Texto fornecido =>

Era o poeta Mário Quintana que dizia haver sido um menino por trás da vidraça. Como um peixe
num aquário. Vendo a vida passar lá fora pois por uma inclinação natural preferia refugiar-se nos livros.
Imbuir-se nas cores e nos movimentos imaginativos dos contos mágicos que povoam a literatura
infantil. Também fui uma menina por trás da vidraça. Filha única, meus amigos eram os livros. Os livros
e a Marluce. Marluce sempre foi presença contínua, mesmo distante. Leu comigo página por página a
integrar nossa história de vida. Marluce é como um “Lusíadas”. Um “Dom Quixote”. Um clássico da
literatura em amizade. Ali, como livro fiel e eterno no lugar mais visível da biblioteca de meu viver. O
ano letivo para mim constituía-se em diversão. Os estudos e os colegas faziam parte desse lazer com
responsabilidade: notas altas, aliadas a laços afetivos, cultivados para o consumo imperecível de muitas
e muitas décadas. E aterrisavam as férias! E a solidão desembarcava em meu peito. É bom frisar que a
geração dessa Manaus-infante era desprovida de entretenimento que a pós-modernidade nos propicia
hoje em boa hora. Sem televisão, sem vídeo-game, sem “shopping”, sem internet, sem McDonald’, sem
Caribe, Miami ou Fortaleza, sem crediários… Eram bem poucos os afortunados a usufruir de férias no
Rio de Janeiro. Retornavam carioquíssimos. Com sotaque, bronzeados e gabolas. É verdade que em
matéria de lazer Manaus de vez em quando recebia um circo ali na Praça 14. Tínhamos um Festival
Folclórico no mês de Junho; as pastorinhas do Luso e o Presépio de Branco e Silva no Natal. Ah! E os
cinemas! Dez grandes salas para filmes repetitivos. Levanta a mão Marluce! Não me deixa falsear a
verdade, se não vimos mais de dez vezes “Sissi” (a trilogia), “La Violetera”, “Candelabro Italiano”,
“Dio Come ti amo”, “Os dez Mandamentos”, “Ben-Hur”, “Rei dos Reis” e o recordista em exibições
cinematográficas “A Noiva…” Também tínhamos as celebrações dos aniversários dos amigos, sempre
feito na sua própria casa com vatapá, rizoto de galinha, maionese, salgadinhos, bolo e brigadeiro. Além
do nativo guaraná, Baré, Tuchaua, Andrade, Luseia, Real e Magistral. Ainda não havia sido implantado
o império das bebidas multinacionais. Tínhamos as celebres tubaínas. Mas o que nos faltava em
tecnologia avançada sobrava em criatividade. Nas brincadeiras de rua, nos “assaltos” às casas de família
por foliões no carnaval e batalhas de confete; nas fogueiras e os foguetes dos Junhos; na parada escolar e
militar da Semana da Pátria com fardas reluzentes, rataplans, passos cadenciados, bandeiras, cor, luz,
sons perenes da banda do Benjamim Constant, e o Colégio Estadual e Instituto de Educação com as
acrobacias de suas balizas maravilhosas… Mas por uma tendência da natureza eu gostava da leitura.

Tarefa do exercício =>
Escreva a continuação do texto sobre a infância em Manaus, começando logo após a última frase apresentada. Os dados que vêm a seguir não têm relação com o texto.

Dados extraídos =>
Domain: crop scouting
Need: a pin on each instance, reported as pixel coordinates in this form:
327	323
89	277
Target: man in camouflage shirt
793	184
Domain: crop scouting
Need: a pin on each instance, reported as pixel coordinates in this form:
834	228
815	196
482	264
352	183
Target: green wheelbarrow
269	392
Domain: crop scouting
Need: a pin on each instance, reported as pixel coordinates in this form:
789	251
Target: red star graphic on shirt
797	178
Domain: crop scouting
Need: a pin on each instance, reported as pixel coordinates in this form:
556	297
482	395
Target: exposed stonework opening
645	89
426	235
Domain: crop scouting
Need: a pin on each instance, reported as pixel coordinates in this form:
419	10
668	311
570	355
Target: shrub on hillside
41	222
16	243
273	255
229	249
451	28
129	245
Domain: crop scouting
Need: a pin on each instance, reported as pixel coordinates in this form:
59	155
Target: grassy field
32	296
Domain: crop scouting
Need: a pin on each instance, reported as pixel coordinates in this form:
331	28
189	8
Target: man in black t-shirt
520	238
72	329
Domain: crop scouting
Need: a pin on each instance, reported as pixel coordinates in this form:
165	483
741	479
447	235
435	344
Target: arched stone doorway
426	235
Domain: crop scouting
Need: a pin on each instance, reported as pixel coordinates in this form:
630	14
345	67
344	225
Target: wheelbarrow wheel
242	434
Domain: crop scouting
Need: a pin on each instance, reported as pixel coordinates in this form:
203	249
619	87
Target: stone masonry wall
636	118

Resposta ao problema =>
Principalmente quando pousavam as férias. E a solidão abria as bagagens em meu peito. E Marluce
viajava para Parintins onde estava parte de sua família. A biblioteca do Colégio Santa Dorotéia cedia às
coleções de Contos Maravilhosos e Mitológicos do Universo, as obras de Monteiro Lobato, e a Série
Sagrada (coleção de dezenas de revistas cada uma narrando a vida de santos e história da Igreja
Católica). Essa leitura proporcionou vibração e policromia àquele tempo dos homens de horas longas.
Se me permitem dizer, ponho em cada frase não a nostalgia ou melancolia, mas dignidade e um
indisfarçável romantismo. Tudo isso para que a memória não adormeça com o tempo perdendo sua
eloqüência. Muitas vezes é subtraída sua substância como se a recordação de uma fase pretérita ficasse
convertida numa simples gravura. Estática. Numa representação aquosa do fato e não do fato real e
vivido. Isto é, sabemos que existiu uma Manaus-criança, e que nossa infância tinha essa paisagem social
terna e sofrida, só que você hoje não pode senti-la mais. Nunca adormecer a memória! Para isso basta
por em cada palavra não a nostalgia ou melancolia, mas dignidade e um indisfarçável ar de
romantismo… No mês que Marluce celebra mais um aniversário que um dia caiu na terça-feira de
Carnaval.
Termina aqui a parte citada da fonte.